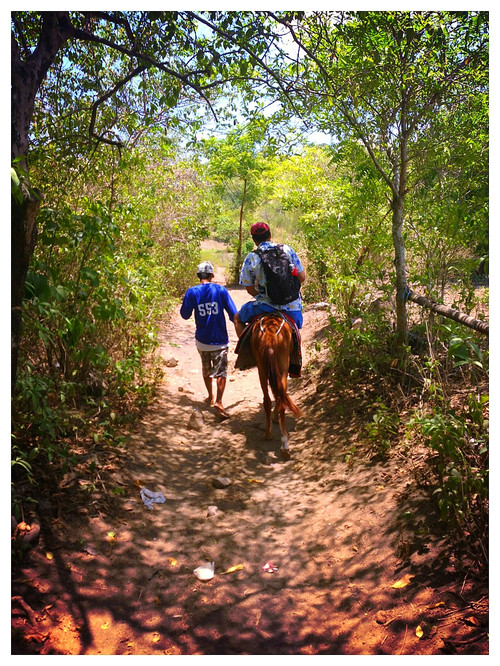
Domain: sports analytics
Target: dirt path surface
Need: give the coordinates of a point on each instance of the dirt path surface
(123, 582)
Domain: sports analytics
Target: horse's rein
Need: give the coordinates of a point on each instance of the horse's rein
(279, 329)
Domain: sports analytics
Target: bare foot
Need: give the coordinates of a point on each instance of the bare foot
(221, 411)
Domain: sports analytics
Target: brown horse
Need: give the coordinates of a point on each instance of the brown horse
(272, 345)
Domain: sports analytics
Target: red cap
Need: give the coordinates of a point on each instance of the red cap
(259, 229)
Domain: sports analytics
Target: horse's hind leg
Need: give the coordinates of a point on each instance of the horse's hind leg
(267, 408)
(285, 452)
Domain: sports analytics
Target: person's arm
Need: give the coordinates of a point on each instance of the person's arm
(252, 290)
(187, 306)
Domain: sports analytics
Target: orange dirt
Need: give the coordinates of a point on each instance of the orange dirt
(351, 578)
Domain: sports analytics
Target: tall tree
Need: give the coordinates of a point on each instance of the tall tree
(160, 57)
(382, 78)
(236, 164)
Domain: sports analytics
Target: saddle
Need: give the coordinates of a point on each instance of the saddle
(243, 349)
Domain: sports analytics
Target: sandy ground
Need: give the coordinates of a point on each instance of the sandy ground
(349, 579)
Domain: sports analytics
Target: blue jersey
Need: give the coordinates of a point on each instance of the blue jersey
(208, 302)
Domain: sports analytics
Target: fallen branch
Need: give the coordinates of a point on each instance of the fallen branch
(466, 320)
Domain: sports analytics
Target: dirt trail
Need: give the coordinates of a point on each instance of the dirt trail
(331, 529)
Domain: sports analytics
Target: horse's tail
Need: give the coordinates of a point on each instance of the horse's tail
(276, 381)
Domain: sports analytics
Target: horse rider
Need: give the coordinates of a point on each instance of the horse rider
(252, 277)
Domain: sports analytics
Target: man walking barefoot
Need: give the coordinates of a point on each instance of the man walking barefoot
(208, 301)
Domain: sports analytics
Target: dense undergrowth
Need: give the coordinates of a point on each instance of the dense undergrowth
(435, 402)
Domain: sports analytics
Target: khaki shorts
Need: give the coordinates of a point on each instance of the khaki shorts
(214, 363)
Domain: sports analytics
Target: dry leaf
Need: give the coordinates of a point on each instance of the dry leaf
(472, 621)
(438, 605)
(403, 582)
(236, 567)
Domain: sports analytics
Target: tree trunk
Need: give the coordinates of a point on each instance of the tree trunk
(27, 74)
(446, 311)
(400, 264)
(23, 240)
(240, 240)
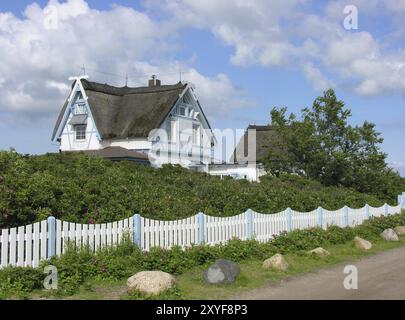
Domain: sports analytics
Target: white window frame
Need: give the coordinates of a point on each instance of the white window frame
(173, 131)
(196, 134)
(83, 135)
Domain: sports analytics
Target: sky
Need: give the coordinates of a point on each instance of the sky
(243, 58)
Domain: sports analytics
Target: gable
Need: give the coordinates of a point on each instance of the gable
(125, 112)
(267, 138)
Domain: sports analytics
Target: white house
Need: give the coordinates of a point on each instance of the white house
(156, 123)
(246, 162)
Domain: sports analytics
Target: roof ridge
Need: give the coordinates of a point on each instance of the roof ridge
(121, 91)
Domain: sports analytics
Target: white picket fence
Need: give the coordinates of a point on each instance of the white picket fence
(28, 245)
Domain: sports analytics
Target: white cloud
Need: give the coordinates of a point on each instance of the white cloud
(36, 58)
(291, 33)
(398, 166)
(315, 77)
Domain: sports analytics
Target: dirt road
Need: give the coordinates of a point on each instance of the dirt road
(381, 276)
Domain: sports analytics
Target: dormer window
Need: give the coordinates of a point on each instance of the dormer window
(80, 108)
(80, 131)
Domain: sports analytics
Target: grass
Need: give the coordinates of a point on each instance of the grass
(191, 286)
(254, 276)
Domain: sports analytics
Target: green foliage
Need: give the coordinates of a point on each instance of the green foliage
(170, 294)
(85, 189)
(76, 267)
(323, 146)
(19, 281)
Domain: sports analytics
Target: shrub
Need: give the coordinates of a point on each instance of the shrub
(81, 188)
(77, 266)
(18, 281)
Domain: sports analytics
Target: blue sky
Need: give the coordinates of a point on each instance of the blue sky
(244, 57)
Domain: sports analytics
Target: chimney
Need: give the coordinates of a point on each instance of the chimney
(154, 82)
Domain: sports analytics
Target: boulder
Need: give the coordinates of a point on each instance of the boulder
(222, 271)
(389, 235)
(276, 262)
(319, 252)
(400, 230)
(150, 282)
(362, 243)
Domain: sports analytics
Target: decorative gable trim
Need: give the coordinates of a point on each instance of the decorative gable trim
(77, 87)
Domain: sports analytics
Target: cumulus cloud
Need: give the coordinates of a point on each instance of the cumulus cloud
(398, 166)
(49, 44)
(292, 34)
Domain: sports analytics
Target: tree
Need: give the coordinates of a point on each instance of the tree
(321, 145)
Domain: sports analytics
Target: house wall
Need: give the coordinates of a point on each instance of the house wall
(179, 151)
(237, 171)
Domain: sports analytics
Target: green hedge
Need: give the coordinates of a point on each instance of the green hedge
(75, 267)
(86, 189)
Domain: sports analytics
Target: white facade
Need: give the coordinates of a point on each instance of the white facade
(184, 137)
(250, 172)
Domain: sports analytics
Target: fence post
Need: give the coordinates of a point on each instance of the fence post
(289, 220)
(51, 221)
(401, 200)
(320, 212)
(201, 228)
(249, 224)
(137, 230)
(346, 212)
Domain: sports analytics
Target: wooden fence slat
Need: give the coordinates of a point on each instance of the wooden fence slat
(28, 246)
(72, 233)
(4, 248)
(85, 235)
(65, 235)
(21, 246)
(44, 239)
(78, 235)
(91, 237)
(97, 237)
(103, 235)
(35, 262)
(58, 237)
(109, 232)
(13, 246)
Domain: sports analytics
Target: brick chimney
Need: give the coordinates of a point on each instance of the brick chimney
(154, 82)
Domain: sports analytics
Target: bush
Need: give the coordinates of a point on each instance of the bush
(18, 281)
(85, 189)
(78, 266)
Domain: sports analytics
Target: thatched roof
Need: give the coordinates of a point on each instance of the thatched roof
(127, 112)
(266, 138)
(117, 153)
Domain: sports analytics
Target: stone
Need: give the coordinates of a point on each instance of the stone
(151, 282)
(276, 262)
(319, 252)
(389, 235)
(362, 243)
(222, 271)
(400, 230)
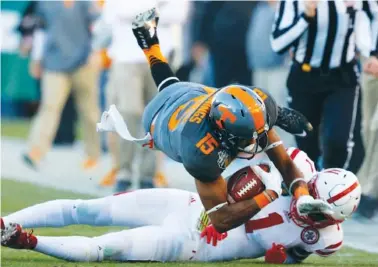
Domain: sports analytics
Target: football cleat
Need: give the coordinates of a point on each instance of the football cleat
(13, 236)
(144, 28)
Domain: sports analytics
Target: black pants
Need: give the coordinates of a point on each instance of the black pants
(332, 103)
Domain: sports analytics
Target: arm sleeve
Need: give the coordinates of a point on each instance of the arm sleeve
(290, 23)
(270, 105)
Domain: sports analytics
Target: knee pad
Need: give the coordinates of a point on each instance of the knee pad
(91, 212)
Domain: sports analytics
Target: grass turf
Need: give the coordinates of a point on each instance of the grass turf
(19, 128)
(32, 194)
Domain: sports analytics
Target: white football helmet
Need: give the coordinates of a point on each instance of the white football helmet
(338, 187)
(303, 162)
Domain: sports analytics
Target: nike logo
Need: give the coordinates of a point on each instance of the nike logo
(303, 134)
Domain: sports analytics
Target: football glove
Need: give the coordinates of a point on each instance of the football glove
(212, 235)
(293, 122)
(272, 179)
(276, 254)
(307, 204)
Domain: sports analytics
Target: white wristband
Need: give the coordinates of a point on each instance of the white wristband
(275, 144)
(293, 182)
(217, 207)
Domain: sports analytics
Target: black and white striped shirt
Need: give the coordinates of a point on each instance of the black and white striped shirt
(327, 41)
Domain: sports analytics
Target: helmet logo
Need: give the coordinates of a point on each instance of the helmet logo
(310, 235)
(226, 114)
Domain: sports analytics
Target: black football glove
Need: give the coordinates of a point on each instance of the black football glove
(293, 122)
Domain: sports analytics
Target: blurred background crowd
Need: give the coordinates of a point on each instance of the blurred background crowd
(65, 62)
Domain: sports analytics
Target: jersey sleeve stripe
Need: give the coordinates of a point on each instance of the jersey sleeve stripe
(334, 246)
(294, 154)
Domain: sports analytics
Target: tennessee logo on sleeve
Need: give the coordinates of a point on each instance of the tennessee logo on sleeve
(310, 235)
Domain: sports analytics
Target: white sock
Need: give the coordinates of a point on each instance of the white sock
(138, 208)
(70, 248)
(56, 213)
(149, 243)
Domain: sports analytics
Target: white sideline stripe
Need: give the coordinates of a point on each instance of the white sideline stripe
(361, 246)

...

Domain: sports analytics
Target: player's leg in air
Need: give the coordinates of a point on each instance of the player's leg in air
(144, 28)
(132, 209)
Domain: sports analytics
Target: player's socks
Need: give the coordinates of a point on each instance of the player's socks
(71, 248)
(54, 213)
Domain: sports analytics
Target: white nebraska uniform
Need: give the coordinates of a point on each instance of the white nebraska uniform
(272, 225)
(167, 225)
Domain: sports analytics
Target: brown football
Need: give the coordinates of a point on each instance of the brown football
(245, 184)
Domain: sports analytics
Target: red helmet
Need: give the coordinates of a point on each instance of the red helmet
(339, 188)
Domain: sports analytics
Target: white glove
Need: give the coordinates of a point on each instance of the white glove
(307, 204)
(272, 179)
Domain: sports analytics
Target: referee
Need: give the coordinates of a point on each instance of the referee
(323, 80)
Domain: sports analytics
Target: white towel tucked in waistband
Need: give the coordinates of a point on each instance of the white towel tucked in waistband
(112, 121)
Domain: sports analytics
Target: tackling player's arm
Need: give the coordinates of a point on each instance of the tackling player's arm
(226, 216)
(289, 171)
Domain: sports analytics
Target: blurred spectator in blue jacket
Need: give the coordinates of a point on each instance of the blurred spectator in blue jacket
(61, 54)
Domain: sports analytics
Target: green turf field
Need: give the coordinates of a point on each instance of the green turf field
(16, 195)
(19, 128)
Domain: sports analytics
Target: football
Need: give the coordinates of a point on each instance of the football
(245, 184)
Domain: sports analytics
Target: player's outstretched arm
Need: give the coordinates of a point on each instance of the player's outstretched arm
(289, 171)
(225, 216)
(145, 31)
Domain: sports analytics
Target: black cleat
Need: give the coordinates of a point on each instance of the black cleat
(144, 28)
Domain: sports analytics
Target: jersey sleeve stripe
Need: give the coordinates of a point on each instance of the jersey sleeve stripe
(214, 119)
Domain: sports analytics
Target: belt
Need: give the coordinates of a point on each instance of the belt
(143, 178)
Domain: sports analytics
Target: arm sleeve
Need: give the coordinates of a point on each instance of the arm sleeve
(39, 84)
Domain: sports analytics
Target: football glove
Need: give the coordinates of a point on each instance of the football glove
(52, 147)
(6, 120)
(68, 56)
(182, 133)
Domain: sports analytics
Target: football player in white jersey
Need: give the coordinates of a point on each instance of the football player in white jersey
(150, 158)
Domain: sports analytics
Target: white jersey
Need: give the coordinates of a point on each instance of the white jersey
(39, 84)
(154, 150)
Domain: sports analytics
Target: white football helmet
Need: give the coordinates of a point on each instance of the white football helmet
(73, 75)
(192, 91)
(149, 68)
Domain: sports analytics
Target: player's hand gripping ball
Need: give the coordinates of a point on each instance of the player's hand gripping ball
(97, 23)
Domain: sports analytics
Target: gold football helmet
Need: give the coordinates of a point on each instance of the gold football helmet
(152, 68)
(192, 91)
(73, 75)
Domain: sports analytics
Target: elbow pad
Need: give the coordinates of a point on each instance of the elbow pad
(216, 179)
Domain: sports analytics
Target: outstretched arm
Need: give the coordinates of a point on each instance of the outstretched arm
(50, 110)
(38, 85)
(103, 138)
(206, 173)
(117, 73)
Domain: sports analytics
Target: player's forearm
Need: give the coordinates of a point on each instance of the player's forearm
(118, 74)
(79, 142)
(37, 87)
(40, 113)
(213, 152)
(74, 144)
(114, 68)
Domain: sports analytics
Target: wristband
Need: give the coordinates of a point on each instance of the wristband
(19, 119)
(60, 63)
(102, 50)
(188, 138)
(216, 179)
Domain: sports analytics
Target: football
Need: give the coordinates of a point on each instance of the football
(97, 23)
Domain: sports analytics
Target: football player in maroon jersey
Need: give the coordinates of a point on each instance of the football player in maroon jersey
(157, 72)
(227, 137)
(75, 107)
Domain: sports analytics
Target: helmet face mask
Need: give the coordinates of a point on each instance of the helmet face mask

▸ **Short task**
Collect and list every line in the material above that contains the word "facade".

▸ **Answer**
Target: white facade
Need: give the coordinates of a point on each instance of the white facade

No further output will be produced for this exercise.